What is being asked
Copy out every line from the start of the items through the line that contains "<point>320,400</point>", requests included. Shift each x and y coordinate in the answer points by adding 7.

Data supplied

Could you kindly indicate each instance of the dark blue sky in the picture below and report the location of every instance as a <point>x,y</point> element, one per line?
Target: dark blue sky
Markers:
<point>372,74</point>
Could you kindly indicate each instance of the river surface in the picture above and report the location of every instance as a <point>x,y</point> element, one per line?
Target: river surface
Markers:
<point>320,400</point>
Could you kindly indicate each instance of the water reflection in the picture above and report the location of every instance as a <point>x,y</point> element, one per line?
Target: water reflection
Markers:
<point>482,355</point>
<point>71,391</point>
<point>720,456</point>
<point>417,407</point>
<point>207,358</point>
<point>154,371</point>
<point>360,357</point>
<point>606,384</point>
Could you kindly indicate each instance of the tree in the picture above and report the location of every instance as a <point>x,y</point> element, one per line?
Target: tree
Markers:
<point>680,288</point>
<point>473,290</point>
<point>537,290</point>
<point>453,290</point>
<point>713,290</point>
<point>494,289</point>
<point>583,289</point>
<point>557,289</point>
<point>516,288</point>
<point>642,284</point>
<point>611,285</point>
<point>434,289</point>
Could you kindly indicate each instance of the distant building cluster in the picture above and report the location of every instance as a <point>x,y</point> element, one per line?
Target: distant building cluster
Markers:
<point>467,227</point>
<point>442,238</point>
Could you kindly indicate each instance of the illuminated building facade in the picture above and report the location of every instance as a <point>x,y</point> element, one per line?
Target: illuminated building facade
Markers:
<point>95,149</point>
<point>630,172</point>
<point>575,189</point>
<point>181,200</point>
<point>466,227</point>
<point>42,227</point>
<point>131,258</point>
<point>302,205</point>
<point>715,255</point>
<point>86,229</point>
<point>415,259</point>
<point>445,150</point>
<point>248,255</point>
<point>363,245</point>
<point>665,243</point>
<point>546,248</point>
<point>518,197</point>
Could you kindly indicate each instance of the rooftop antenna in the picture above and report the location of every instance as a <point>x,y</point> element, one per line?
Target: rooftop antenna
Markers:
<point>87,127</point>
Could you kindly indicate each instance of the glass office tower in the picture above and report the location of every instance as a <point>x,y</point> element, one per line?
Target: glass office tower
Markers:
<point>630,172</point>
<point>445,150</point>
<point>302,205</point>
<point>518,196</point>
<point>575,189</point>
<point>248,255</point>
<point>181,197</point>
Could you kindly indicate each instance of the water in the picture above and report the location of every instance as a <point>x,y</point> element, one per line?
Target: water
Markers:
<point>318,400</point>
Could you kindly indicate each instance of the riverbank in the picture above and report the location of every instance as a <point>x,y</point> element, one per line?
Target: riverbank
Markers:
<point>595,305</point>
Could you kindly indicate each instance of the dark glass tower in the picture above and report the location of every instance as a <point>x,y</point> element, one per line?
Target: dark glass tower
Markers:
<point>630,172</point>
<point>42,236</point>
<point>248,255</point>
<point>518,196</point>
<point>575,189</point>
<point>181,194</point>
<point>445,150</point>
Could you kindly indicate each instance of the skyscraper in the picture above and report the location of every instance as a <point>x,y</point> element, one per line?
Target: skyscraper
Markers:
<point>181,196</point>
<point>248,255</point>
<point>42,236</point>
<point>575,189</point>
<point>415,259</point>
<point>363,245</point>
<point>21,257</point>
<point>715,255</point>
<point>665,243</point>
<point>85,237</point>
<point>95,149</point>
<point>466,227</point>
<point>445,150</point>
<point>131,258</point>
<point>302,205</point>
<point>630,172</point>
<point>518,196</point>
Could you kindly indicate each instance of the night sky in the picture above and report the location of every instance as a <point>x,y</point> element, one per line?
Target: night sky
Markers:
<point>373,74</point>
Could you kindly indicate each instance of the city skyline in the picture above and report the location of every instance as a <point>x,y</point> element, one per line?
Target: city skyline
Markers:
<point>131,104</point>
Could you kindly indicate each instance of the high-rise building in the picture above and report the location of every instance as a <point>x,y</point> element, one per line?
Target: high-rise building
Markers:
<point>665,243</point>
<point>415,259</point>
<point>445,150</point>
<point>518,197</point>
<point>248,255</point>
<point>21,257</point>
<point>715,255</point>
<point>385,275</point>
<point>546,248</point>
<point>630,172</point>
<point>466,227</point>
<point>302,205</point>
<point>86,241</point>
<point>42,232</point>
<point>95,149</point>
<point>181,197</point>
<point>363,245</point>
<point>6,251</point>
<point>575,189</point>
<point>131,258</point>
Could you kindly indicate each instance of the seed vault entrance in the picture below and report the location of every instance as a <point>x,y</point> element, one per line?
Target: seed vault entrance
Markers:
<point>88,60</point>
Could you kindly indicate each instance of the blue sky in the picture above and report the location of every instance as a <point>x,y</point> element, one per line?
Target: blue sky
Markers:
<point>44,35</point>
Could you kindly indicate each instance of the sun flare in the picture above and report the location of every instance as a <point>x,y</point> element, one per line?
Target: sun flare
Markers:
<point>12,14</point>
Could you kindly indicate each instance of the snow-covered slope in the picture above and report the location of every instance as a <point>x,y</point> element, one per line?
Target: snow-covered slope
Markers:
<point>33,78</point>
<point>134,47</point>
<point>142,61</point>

Output for this exercise
Could you kindly indicate each instance of the dark blue sky in the picture below and report the location of every instance as a <point>x,y</point> element, one per line?
Target: dark blue sky
Markers:
<point>379,81</point>
Could you kindly indicate each instance of the river surface in the picture above and report the location of every instance as a <point>x,y</point> element, one per line?
Target: river surface
Markers:
<point>327,407</point>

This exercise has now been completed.